## Task instructions:
a - Retype everything in the Order 66 passage from "Is it that time" down to "the new order.".
b - According to the Order 66 passage, how many Jedi Knights were around during the Clone Wars?
c - List every kind of employment that the Order 66 passage says the surviving padawans take up.

## Source document:
┌────────
Is it that time of the year again? Do we really have to do the complex and highly detailed Order-66 survivor arithmetic? Are we doomed to repeat the same lazily thought out arguments and complaints about "yet another Order 66 survivor!" over and over like some very nerdy groundhog day?
OK, one more time won't hurt I suppose: 10,000 Jedi
KNIGHTS were around during the Clone Wars (yes, Masters count as Knights too.) Assuming a 10% casualty rate during the course of the war, and that Order 66 is 99% effective (both very generous assumptions) that still leaves approximately
ninety fully trained Jedi Knights in the wind at day zero of the new order.
And what about Padawans? Well let's be really stingy and assume that only 50% of all active Knights and Masters had a Padawan in tow. So that's 4500-5000 apprentices knocking around when all hell breaks loose. Again, assume 99% success rate in clone based surprise murders, that's a very conservative total of
forty five padawans at various stages of their training, running loose galaxy wide; befriending pirates, and getting gainful employment as scrappers, part-time mechanics, agricultural labourers, and future insurgent spymasters.
└────────
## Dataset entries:
┌────────
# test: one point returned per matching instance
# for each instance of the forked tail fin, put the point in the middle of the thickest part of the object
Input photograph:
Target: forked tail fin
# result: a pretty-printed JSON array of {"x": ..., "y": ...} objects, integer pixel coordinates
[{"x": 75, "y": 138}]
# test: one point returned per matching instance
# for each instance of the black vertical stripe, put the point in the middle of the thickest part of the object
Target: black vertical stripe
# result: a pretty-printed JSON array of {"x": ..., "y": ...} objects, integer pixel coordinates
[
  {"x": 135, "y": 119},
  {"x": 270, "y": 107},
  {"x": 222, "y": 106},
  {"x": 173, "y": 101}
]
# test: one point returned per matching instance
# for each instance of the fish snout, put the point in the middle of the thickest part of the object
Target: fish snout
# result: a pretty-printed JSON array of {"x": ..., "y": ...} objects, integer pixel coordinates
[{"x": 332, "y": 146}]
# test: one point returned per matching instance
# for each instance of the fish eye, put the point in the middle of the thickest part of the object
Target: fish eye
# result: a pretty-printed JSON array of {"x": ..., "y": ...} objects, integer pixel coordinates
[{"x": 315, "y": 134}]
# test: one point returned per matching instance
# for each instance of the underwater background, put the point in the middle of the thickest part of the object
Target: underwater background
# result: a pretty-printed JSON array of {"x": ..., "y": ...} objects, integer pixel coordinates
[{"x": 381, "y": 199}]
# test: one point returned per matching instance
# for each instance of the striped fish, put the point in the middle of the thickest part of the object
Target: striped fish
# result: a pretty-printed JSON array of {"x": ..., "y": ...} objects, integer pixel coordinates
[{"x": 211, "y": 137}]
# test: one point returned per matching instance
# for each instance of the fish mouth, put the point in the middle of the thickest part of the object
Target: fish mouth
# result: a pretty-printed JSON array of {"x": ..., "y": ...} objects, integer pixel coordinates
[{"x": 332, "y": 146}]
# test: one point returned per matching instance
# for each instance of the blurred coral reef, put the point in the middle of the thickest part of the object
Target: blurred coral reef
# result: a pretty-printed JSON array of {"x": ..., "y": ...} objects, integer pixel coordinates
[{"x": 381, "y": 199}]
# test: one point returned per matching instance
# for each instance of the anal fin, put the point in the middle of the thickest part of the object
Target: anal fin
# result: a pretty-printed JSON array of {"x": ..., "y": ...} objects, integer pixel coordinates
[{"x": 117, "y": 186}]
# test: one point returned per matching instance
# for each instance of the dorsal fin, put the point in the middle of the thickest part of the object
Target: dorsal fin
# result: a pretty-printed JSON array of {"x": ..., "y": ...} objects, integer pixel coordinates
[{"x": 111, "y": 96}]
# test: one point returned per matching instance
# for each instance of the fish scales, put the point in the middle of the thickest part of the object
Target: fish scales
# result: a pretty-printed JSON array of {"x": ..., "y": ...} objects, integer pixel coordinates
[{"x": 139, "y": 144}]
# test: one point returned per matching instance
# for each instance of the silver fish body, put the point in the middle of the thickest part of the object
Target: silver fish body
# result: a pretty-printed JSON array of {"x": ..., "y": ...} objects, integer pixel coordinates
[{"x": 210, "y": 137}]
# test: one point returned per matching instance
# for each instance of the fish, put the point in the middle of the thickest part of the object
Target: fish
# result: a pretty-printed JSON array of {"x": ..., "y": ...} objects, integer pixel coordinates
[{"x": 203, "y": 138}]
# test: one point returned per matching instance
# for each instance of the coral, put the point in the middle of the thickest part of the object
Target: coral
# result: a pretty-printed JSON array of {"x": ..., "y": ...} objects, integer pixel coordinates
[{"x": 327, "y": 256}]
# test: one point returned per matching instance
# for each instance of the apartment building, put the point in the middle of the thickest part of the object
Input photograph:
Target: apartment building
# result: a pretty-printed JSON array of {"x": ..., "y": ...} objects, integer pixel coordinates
└────────
## Expected outputs:
a -
Is it that time of the year again? Do we really have to do the complex and highly detailed Order-66 survivor arithmetic? Are we doomed to repeat the same lazily thought out arguments and complaints about "yet another Order 66 survivor!" over and over like some very nerdy groundhog day?
OK, one more time won't hurt I suppose: 10,000 Jedi
KNIGHTS were around during the Clone Wars (yes, Masters count as Knights too.) Assuming a 10% casualty rate during the course of the war, and that Order 66 is 99% effective (both very generous assumptions) that still leaves approximately
ninety fully trained Jedi Knights in the wind at day zero of the new order.

b - 10,000

c -
scrappers
part-time mechanics
agricultural labourers
future insurgent spymasters